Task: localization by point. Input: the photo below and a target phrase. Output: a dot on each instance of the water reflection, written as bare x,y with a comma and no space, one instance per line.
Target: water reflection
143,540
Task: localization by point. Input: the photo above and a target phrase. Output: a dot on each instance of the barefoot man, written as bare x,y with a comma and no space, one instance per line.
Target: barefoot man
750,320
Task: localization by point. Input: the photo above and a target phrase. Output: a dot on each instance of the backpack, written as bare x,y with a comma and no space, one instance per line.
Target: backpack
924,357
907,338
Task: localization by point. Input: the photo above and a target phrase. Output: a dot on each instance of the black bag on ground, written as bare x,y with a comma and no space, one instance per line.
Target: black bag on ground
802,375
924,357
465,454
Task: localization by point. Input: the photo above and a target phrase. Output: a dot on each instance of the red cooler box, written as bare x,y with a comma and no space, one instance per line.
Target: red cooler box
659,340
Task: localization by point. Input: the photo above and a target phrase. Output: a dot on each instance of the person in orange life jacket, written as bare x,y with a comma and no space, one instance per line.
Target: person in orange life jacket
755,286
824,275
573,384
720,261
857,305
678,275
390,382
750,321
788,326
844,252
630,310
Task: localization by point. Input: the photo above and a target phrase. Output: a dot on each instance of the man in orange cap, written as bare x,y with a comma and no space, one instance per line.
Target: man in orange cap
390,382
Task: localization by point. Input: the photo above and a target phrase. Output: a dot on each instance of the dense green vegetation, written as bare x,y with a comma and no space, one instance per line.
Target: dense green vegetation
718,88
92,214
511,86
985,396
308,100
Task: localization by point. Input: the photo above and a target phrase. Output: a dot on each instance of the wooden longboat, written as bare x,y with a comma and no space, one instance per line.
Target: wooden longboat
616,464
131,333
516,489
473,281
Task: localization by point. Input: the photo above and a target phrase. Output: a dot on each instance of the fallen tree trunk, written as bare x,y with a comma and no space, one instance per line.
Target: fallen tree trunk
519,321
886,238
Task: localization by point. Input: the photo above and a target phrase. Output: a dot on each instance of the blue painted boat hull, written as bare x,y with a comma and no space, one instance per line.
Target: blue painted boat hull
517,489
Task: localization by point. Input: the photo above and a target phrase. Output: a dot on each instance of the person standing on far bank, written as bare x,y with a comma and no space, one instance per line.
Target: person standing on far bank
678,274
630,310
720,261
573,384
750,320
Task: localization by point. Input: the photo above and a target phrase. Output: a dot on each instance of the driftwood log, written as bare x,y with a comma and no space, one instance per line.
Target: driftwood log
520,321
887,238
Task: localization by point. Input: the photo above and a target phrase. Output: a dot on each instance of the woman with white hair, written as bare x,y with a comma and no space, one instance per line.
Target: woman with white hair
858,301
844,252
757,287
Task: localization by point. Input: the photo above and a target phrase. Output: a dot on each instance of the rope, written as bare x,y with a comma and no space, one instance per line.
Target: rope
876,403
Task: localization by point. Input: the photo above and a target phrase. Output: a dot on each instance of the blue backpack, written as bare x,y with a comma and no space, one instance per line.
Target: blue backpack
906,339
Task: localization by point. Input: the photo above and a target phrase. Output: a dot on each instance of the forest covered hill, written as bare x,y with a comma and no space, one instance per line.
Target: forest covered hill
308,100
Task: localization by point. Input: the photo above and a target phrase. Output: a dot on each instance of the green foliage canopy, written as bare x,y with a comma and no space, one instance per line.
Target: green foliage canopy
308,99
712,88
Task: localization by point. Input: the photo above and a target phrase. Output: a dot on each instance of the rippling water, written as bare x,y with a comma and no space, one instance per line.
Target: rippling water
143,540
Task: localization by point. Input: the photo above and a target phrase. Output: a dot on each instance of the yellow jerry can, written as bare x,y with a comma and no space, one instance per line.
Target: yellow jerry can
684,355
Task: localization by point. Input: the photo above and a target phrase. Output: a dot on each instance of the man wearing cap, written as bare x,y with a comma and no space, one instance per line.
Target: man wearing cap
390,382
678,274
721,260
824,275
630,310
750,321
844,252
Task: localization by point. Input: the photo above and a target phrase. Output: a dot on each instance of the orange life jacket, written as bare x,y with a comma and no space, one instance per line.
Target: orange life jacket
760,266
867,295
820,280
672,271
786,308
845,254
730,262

#### [What is expected]
Copy out the whole listing exactly as written.

#### [Result for this exercise]
Task: localization by point. Input: the photo below and a target phrase. Output: a dot on each instance of the water reflection, written as bare x,y with a comma and no space, one instance per line.
Target: water reflection
143,540
Task: localization by point. Input: the photo above and a target phrase. Output: a dot on each instance of the barefoot man, written as bare x,y with a comma and no space, one instance per line.
Target: barefoot man
750,320
Task: localization by point. Input: the photo above and a target phrase. Output: a dot on each instance of the backpack, written as bare x,y with a comma and no space, one instance per line.
Target: backpack
924,357
907,338
Task: localization by point. Input: the photo above and a target phrase. Output: a dot on each instance of the black bag on ground, written as bare x,y with a comma and no space, one instance per line.
Target: black bag on ground
802,375
924,357
465,454
Task: localization by point. Input: the photo above and a target phrase. Output: a dot on each instance of the red cooler box, written as bare x,y with a comma and no space, one instance per line.
Target: red cooler box
659,340
Task: localization by point. Input: the photo above and a target phrase. Output: a dot on each instance of the person in orange life jacket, written as bare x,y with a comma and no space, one instance per line.
Target: person in orange life jacket
755,286
824,275
573,384
720,261
857,305
678,275
390,382
750,321
788,326
844,252
630,310
Task: localization by point. Input: the photo above and a target phrase. Output: a dot on each instance of the man in orange cap, written as bare x,y with a comma and no space, one instance per line.
Target: man in orange cap
390,382
Task: localization by point. Input: the photo above and a target phrase. Output: a dot on each instance of the dense green vegetation, written as bare x,y with a comma and no space, one instance per line.
Target: dense green vegetation
718,88
92,214
511,86
985,396
308,100
Task: localization by point. Input: the photo above and a target phrase. Output: a dot on each instance of the wooden longboat, written as bare x,y with a comma and no space, one instance per line.
Target: wooden longboat
616,464
131,333
516,489
473,281
Task: localization by point. Input: the photo above and a target phrase. Output: a dot on each instance of the fallen tree trunk, written as bare x,y with a comma and no space, one instance per line.
Target: fallen tree trunk
519,321
886,238
Task: localization by point. Input: the photo above and a target phrase. Output: a dot on each instance of the blue painted boat hull, written as bare x,y with a comma and no space, one instance per line.
Target: blue painted boat hull
517,489
Task: localization by point. Input: the photo above and a target phrase. Output: a dot on each instance of the person standing on far bank, written as bare x,y with a comma and no space, one instance per line.
Target: person standing on far bank
678,274
630,310
720,261
573,384
750,320
Task: localization by point. Input: the photo above and a target phrase. Output: a dot on each instance of the driftwood log, written as bare x,y with a comma and no space, one instance per line.
Target: driftwood log
520,321
887,238
Task: localization by point. Input: the photo above and a target phrase. Output: a dot on each instance of the woman with white hair, written as bare x,y with a comma and no space, one instance per line.
Target: woman with white hair
858,301
844,252
757,287
Task: localization by point. Input: the photo above and a target phrase. Output: a dot on each instance of the rope, written as bare x,y with a comma and no space, one instance per line.
Target: rope
876,403
Task: localization by point. Input: the photo above and a target phrase. Output: a dot on each instance of the blue backpack, written as bare x,y with a comma and no space, one instance per line.
Target: blue backpack
906,339
Task: localization by point. Input: the photo above and a target phrase. Output: a dot on each instance of the forest covered hill, written as bare x,y with a comma and no space, one instance per line.
Target: forest covered hill
308,100
Task: localization by point. Input: the photo above and a target phrase. Output: a dot on each instance of the green foliage canopy, written as bare x,y with a comma and no space, one instance per line.
Target: green foliage canopy
308,99
712,88
Task: localization by point. Input: the photo above and a target phrase. Output: a dot on each instance of the rippling water, written as bare x,y with a comma and no space, one instance per line.
Target: rippling water
143,540
Task: localization by point. Input: the photo above and a target phrase. Output: a dot on each instance of the yellow jerry can, written as bare x,y with a comma and no space, one instance per line.
Target: yellow jerry can
684,355
Task: localization by point. Input: the photo above and a target phrase. Output: a dot on each instance of the man wearing cap, written as bare x,y with a comma and no space, one instance per line.
Target: man wearing cap
390,382
678,274
721,260
824,275
630,310
750,321
844,252
Task: localization by point. Input: the photo above and a target phrase. Output: a dot on each instance of the orange life jacket, written as bare x,y with a comma and no space, one instance per line.
Target: orange life jacket
760,266
867,295
820,280
672,271
786,308
845,254
730,262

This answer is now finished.